Requirement: Please continue the essay below about living with chronic pain, picking up after its final sentence.

Document segment:
▬▬▬▬▬▬

By: Samantha Edwards.
When will it end?
What did I do to deserve this?
Pain is something we all have in common. When we enter the world, it is painful. In the middle it is painful. Often times, in the end, it is painful. With pain comes questions: Why do I have to endure this? How long will it last? We will all have to bear different types of pain in this life; but I am going to focus on physical pain, more specifically chronic pain. Thankfully, chronic pain is something not everyone has to endure! However, some of us do, and there are very important and unique lessons that we learn through it. To give a little background knowledge about me, in 2012 I was lying in bed, and suddenly a switch had turned on in my body. I went from being perfectly fine to agonizing pain in my neck. It came on quickly but slowly at the same time. The pain progressively intensified throughout the night and I did not sleep at all. The next day I could barely move. I saw many doctors and no one could give me answers as to why I was in such incredible pain or how to fix it.

▬▬▬▬▬▬

Data records:
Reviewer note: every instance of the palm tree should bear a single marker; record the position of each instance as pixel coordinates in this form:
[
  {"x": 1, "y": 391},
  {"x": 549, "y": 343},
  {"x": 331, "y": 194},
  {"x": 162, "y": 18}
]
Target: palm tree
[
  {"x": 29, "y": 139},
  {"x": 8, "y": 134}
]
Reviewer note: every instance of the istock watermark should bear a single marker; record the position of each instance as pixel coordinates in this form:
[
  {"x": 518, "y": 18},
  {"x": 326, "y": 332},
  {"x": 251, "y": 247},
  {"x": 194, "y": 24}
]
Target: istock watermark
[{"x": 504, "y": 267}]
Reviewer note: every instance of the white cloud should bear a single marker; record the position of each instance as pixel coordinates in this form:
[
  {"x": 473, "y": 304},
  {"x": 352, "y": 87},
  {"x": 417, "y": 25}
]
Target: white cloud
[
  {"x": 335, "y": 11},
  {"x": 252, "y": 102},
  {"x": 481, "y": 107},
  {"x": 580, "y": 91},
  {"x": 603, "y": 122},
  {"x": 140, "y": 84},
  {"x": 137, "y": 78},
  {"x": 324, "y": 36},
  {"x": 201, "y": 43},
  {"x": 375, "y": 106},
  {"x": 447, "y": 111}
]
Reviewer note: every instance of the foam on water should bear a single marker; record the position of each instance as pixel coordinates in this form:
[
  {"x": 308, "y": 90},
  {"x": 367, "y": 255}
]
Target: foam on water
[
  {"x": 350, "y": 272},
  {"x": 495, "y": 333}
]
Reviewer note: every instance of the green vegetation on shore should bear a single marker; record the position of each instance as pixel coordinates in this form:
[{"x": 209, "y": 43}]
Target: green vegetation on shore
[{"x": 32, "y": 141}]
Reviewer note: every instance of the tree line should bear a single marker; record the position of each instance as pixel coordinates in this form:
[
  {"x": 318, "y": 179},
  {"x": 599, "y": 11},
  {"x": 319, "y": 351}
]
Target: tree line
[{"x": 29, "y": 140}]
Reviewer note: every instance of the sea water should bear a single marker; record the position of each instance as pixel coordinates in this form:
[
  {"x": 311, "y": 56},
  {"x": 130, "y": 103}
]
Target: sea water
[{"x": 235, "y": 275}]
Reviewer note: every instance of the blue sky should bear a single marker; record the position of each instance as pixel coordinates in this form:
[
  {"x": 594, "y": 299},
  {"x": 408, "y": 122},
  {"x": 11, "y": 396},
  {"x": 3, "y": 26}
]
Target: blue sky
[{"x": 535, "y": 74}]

▬▬▬▬▬▬

Answer to this problem:
Now, 7 years later, I am still in pain every day of my life. Some days it’s a 2 and others it’s a 9 out of 10, but I am in pain every day. I wanted to give some clarity into my encounter with and understanding of pain; but I will stop there, because I don’t want this to be about me. Chronic pain is defined as, “persistent pain that lasts weeks to years (Mayo Clinic).” I believe Paul suffered from chronic pain, but more on that later. Many believers who are faced with pain run to the Bible for answers to their questions. Scripture is constantly telling us to view life in light of eternity. “So, we fix our eyes not on what is unseen, but on what is seen, since what is seen is temporary, but what is unseen is eternal” 2 Corinthians 4:18 (NIV). Pain and sorrow are transitory; they will not endure! What is lasting is the eternal weight of glory accrued from that pain; it will remain forever!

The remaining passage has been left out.